- _What is being asked_: Format the lines below as a JSON list of strings, one string per line and no blank lines. Begin at the start of the entries, stop after the line that contains "[[[8,63],[0,58],[0,123],[6,123],[8,105]]]", and include both ends but leave the pictures out.
** Begin Working data **
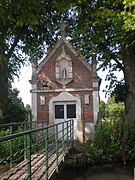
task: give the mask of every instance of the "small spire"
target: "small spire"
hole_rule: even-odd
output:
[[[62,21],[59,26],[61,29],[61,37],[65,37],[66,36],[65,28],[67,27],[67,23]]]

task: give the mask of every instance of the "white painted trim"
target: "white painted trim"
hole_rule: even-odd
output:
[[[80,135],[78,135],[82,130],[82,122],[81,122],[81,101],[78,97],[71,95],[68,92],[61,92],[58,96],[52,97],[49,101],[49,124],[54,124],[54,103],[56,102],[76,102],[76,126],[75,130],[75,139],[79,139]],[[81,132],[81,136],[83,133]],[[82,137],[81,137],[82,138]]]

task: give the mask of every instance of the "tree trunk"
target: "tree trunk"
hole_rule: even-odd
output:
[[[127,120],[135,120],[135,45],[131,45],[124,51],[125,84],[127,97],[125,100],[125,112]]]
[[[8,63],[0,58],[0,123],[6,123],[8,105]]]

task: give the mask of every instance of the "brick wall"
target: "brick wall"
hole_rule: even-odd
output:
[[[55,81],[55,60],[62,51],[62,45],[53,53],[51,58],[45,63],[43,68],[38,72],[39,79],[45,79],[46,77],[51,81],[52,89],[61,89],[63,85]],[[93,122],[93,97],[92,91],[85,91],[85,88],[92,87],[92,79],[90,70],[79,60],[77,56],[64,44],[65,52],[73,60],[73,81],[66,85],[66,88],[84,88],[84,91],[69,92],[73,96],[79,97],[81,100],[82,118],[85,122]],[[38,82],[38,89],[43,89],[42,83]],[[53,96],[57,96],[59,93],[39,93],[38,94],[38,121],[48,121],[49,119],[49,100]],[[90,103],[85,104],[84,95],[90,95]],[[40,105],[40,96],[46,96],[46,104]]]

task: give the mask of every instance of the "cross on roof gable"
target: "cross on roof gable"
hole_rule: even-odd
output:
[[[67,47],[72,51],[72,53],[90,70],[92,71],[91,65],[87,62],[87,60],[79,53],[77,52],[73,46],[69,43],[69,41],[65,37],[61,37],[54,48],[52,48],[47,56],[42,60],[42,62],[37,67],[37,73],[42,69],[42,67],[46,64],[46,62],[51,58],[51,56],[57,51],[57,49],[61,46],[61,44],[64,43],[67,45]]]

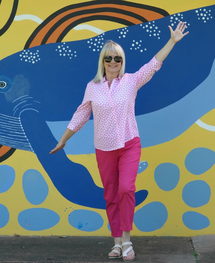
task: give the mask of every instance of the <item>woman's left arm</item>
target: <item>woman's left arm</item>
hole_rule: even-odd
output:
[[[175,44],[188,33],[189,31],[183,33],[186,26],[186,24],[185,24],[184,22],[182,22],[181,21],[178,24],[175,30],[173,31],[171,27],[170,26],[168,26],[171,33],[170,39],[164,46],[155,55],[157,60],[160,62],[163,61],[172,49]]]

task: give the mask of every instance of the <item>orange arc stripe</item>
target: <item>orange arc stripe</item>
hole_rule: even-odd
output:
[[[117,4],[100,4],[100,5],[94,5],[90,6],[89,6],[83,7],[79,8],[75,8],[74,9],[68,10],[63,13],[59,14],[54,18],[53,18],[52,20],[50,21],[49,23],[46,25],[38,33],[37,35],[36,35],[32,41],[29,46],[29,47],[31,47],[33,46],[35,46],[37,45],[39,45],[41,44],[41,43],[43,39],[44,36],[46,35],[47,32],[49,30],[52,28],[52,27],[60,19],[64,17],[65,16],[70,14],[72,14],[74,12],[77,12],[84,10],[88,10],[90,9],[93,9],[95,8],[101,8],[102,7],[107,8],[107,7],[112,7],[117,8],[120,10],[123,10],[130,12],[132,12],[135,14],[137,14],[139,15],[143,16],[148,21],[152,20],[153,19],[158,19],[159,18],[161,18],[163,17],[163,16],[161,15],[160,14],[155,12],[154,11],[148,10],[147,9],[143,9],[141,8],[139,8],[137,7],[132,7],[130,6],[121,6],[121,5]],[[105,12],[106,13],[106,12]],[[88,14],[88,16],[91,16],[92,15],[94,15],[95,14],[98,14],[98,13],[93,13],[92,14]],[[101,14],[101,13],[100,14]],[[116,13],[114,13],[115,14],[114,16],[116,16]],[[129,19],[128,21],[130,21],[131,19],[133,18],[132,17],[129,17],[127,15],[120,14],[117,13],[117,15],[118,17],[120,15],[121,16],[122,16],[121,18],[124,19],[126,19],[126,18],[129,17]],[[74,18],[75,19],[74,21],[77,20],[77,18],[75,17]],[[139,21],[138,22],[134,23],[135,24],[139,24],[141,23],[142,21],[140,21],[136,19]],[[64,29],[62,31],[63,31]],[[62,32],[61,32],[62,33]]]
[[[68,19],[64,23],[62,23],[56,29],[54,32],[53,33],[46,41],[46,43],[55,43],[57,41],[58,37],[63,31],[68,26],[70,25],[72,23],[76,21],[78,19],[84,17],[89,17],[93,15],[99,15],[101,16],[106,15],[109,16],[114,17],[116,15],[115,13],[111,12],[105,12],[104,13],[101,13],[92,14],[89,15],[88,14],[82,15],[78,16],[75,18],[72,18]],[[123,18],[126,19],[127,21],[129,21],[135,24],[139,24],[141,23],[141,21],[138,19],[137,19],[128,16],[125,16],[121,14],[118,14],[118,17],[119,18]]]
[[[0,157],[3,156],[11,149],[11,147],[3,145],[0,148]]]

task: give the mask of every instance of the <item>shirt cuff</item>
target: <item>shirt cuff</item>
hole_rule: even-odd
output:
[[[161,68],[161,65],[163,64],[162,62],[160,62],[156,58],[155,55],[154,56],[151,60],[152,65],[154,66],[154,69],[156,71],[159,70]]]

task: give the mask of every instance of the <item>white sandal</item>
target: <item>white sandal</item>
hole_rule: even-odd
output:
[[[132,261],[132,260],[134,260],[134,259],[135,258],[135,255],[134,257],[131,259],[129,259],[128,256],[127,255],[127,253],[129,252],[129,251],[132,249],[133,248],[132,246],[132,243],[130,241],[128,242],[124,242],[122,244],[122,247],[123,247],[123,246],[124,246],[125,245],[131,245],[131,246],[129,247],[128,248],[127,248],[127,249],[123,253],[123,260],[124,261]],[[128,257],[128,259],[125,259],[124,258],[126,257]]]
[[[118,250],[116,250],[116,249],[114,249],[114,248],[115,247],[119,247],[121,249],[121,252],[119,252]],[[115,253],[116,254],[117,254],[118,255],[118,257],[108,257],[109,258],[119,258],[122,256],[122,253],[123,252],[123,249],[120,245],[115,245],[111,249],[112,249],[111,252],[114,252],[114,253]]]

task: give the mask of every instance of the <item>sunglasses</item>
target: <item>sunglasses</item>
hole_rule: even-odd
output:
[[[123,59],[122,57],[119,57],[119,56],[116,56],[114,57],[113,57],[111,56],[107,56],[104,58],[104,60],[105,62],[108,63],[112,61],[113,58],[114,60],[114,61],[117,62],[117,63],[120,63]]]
** End Working data **
- _Task output_:
[
  "task: give the mask of every instance of the \"small spire\"",
  "target: \"small spire\"",
  "hole_rule: even-odd",
  "output:",
  "[[[62,21],[59,26],[61,29],[61,37],[65,37],[66,36],[65,28],[67,27],[67,23]]]",
  "task: give the mask of every instance of the \"white painted trim\"",
  "target: \"white painted trim\"",
  "hole_rule: even-odd",
  "output:",
  "[[[80,135],[78,135],[82,130],[82,122],[81,122],[81,101],[78,97],[71,95],[68,92],[61,92],[58,96],[52,97],[49,101],[49,124],[54,124],[54,103],[56,102],[76,102],[76,126],[75,130],[75,139],[79,139]],[[81,132],[81,136],[83,133]],[[82,137],[81,137],[82,138]]]",
  "task: give the mask of every instance of the \"tree trunk\"",
  "target: \"tree trunk\"",
  "hole_rule: even-odd",
  "output:",
  "[[[127,120],[135,120],[135,45],[131,45],[124,51],[125,84],[127,97],[125,100],[125,112]]]",
  "[[[8,63],[0,58],[0,123],[6,123],[8,105]]]"
]